▶ [Text excerpt]:
The court thus holds that a rational juror could find that McHenry exercised dominion and control over both Clark and the Honda, satisfying the possession prong, and that directing her to follow in tandem with the shotgun inside satisfied the transportation prong of “carry.”

B. Element Two: “During and in Relation to” the Robberies

McHenry’s central argument focused on timing. He contended that a § 924(c) conviction based on “carrying” a firearm “during ... [a] crime of violence” requires that the gun be carried contemporaneously with conduct that constitutes an element of the predicate offense. Because §§ 2111 and 2119 criminalize only “taking” property by force or intimidation, he argued that the robbery “starts and ends with a violent taking,” and therefore any carriage before or after the actual taking is outside § 924(c)’s scope.

The court rejects this argument in two steps.

1. Rejecting a Narrow Element-by-Element Temporal Approach

The court leans heavily on Brown. There, the defendant similarly argued that he was not “manufacturing” methamphetamine within the meaning of § 841(a)(1) while carrying a gun in the van, since manufacturing requires more than mere possession of precursors.

▶ [Stated goal 1]: From the court opinion text, extract everything between "The court leans" and "possession of precursors.", inclusive.

▶ [Entries supplied]:
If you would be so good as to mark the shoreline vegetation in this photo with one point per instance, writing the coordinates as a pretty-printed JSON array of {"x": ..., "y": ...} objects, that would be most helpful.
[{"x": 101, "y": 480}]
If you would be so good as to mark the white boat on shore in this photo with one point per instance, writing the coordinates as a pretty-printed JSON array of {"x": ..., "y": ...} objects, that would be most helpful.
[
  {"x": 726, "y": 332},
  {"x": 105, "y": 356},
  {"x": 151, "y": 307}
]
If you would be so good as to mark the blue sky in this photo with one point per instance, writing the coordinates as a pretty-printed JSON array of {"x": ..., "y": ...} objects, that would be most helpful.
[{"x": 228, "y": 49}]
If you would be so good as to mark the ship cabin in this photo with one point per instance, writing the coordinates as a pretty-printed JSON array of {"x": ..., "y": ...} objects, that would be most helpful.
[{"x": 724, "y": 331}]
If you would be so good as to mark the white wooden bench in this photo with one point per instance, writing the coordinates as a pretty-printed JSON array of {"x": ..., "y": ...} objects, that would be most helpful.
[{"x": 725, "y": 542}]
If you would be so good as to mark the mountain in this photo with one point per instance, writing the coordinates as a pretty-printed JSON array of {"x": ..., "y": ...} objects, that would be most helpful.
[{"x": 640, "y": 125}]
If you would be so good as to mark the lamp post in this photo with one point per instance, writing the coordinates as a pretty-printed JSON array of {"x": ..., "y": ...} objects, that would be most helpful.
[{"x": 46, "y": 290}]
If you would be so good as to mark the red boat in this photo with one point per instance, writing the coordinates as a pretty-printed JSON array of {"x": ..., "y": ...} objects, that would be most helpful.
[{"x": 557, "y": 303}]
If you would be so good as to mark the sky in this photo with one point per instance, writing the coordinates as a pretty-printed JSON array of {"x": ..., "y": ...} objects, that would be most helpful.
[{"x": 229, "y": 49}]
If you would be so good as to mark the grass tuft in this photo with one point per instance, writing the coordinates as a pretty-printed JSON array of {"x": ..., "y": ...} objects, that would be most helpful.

▶ [Stated goal 2]: Reproduce the entries from the line containing "If you would be so good as to mark the lamp" through the end of the entries, inclusive, with "red boat" changed to "red kayak" and everything else left as is.

▶ [Task result 1]:
The court leans heavily on Brown. There, the defendant similarly argued that he was not “manufacturing” methamphetamine within the meaning of § 841(a)(1) while carrying a gun in the van, since manufacturing requires more than mere possession of precursors.

▶ [Task result 2]:
If you would be so good as to mark the lamp post in this photo with one point per instance, writing the coordinates as a pretty-printed JSON array of {"x": ..., "y": ...} objects, that would be most helpful.
[{"x": 46, "y": 290}]
If you would be so good as to mark the red kayak in this photo with one point per instance, writing the coordinates as a pretty-printed JSON array of {"x": ..., "y": ...} objects, that would be most helpful.
[{"x": 557, "y": 303}]
If you would be so good as to mark the sky in this photo with one point per instance, writing the coordinates as a pretty-printed JSON array of {"x": ..., "y": ...} objects, that would be most helpful.
[{"x": 229, "y": 49}]
If you would be so good as to mark the grass tuft in this photo with one point per instance, writing the coordinates as a pretty-printed JSON array of {"x": ..., "y": ...} objects, that would be most helpful.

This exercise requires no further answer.